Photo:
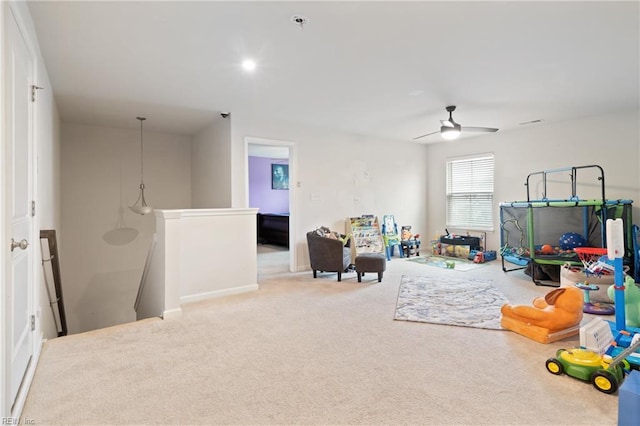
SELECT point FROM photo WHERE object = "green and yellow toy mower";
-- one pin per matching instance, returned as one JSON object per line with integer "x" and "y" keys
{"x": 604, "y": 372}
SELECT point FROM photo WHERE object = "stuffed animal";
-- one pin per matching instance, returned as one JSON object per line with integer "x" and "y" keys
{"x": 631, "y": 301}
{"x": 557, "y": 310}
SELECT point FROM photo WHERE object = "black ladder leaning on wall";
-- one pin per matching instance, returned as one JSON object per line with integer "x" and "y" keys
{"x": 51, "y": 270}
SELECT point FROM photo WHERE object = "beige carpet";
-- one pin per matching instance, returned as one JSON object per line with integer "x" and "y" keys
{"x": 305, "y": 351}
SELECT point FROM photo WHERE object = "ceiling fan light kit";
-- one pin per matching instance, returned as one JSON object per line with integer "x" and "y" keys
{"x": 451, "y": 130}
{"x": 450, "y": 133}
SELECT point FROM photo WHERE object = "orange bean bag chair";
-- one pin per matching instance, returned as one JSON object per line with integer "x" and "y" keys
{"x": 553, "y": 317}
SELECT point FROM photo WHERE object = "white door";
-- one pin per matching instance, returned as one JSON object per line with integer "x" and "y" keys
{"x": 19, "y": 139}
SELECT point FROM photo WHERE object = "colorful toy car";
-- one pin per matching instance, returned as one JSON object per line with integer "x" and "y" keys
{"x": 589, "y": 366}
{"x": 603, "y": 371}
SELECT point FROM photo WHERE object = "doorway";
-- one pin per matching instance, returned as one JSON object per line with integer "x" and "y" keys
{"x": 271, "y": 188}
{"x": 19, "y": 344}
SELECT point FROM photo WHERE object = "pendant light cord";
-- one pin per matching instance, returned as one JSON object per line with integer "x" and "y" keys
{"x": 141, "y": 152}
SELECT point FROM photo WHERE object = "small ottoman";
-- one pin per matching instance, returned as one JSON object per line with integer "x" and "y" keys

---

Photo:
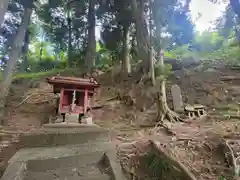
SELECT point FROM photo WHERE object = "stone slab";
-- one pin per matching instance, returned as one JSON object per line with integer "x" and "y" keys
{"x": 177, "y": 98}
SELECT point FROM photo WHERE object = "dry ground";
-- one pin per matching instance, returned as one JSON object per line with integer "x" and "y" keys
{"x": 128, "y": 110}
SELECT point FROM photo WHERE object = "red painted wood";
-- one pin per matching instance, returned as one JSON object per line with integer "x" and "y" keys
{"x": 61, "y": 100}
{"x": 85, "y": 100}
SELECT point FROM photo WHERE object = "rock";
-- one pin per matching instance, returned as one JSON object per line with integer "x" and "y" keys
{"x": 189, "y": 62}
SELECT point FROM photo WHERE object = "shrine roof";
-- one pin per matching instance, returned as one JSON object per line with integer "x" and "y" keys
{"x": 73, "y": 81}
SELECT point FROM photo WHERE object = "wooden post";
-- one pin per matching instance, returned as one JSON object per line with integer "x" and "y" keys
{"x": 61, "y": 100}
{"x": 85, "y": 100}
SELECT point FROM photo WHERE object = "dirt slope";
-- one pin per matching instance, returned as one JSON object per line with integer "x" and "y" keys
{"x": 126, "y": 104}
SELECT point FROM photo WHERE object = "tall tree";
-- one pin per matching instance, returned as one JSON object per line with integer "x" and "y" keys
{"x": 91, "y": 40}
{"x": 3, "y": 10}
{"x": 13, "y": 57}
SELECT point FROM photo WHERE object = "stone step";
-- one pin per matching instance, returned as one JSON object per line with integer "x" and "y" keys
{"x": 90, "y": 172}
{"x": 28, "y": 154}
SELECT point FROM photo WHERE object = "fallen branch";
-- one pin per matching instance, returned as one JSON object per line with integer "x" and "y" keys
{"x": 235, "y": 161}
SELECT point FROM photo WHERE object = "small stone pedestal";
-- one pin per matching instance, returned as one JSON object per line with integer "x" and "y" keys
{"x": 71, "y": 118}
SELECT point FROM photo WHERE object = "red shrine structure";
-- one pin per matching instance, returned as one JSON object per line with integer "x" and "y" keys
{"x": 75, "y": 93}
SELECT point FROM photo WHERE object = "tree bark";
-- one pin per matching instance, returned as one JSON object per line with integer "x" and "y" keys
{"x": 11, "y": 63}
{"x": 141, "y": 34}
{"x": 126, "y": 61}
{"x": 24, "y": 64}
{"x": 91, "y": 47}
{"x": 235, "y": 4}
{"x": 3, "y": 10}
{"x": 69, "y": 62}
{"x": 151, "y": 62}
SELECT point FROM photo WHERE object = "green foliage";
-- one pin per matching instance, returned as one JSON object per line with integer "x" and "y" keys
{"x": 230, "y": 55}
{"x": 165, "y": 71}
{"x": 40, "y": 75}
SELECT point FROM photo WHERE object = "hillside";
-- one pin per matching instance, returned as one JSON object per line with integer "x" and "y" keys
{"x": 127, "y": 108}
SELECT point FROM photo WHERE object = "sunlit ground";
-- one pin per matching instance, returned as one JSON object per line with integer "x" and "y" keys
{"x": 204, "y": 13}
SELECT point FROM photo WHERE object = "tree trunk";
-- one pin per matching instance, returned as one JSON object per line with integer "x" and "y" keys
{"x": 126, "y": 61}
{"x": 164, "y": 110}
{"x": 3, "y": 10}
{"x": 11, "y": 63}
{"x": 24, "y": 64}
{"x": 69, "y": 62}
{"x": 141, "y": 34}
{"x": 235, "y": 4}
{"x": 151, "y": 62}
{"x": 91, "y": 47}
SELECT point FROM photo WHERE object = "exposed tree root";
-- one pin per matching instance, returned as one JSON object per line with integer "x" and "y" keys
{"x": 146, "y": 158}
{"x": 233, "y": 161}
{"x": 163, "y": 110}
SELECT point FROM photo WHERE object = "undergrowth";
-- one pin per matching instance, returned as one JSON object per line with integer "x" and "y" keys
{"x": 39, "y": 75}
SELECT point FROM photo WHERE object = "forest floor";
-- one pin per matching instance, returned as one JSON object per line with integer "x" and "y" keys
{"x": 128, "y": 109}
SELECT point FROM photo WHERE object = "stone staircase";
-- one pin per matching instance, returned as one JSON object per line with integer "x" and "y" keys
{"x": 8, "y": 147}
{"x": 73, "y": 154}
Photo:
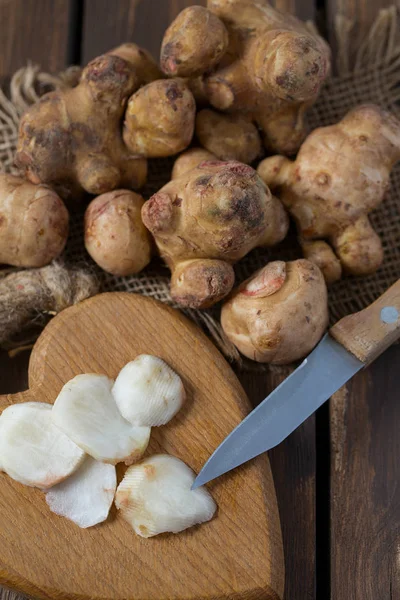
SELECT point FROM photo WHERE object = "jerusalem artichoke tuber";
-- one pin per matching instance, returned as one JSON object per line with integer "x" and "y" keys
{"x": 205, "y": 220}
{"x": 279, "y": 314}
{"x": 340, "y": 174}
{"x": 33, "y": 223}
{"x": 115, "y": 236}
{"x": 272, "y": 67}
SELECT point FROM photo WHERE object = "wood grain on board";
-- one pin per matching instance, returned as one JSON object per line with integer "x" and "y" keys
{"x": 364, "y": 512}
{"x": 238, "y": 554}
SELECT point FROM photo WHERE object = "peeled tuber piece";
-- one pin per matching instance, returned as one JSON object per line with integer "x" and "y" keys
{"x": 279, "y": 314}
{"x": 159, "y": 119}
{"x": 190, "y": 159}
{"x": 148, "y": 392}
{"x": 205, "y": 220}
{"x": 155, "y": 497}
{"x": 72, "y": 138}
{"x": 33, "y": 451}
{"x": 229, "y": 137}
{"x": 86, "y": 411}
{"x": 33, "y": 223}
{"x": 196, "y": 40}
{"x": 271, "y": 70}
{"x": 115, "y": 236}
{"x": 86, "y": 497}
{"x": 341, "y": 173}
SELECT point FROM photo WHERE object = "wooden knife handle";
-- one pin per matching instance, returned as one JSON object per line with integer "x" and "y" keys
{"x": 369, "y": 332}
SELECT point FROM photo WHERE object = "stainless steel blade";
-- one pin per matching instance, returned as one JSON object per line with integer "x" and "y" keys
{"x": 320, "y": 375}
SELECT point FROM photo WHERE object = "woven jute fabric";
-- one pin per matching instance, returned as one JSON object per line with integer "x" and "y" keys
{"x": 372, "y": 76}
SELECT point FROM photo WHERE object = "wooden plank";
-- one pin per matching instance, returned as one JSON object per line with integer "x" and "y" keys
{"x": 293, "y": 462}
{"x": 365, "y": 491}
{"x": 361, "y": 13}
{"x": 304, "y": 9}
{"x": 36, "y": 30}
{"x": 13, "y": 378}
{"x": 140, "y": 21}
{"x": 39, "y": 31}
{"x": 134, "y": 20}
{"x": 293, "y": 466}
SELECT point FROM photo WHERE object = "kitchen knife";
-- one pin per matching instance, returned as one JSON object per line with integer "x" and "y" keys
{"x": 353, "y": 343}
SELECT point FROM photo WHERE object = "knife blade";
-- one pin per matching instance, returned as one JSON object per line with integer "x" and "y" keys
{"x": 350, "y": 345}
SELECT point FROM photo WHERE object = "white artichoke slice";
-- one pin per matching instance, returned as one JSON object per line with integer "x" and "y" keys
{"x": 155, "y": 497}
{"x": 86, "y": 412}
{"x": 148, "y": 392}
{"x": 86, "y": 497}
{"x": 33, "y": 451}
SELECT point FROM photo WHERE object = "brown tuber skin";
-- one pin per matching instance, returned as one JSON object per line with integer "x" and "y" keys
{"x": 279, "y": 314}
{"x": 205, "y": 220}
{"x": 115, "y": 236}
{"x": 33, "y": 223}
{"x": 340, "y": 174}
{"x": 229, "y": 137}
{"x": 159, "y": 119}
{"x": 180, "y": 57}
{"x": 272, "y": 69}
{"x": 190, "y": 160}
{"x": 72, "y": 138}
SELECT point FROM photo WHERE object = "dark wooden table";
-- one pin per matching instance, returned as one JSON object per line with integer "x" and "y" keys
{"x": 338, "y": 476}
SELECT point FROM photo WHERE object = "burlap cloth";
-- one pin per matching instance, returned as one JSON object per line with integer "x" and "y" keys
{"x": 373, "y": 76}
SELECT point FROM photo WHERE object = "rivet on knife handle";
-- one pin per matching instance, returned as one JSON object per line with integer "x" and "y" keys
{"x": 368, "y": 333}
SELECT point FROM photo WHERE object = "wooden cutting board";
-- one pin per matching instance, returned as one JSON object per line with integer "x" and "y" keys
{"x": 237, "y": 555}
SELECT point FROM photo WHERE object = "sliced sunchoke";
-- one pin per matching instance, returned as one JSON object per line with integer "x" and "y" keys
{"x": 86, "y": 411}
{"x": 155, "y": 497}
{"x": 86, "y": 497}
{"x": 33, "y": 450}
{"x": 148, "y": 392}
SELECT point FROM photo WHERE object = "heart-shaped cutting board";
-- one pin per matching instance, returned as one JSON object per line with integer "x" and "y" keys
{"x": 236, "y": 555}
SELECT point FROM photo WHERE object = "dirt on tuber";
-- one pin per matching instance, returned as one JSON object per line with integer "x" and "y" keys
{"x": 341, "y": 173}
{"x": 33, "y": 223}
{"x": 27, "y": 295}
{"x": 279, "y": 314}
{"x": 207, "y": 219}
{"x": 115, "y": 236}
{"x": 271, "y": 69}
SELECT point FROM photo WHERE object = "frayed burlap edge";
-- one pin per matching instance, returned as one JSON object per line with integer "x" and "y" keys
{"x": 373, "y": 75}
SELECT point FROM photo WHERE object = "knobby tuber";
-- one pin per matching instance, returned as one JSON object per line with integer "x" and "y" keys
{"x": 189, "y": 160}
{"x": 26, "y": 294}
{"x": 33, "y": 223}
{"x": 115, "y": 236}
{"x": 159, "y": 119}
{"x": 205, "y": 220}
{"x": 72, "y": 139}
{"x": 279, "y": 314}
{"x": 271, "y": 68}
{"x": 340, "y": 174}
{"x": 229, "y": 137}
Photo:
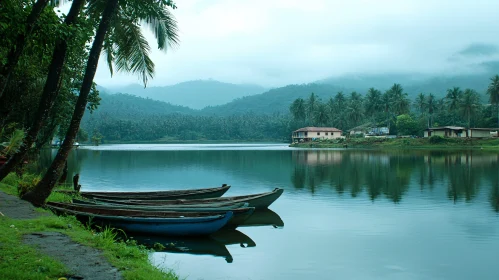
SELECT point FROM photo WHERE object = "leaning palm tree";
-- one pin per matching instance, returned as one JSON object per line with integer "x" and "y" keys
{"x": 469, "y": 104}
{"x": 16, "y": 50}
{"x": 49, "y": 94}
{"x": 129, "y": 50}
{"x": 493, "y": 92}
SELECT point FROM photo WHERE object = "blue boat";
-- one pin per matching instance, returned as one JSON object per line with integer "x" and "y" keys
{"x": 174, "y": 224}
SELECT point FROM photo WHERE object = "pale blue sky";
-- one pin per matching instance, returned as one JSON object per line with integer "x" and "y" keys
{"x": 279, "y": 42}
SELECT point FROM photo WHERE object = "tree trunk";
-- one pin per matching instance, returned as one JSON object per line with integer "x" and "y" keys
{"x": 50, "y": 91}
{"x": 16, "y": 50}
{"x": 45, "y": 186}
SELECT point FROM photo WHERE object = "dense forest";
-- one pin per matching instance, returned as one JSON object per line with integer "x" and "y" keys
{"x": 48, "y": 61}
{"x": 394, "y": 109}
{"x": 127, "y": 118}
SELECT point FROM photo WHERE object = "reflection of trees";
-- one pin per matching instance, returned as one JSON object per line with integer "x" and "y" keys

Objective
Identify every line of the material above that contains the string "ground", and copy each one. Case counts.

Worked solution
SELECT point FROM photo WHERE object = "dry ground";
SELECT point FROM photo WHERE object = "sunlit ground";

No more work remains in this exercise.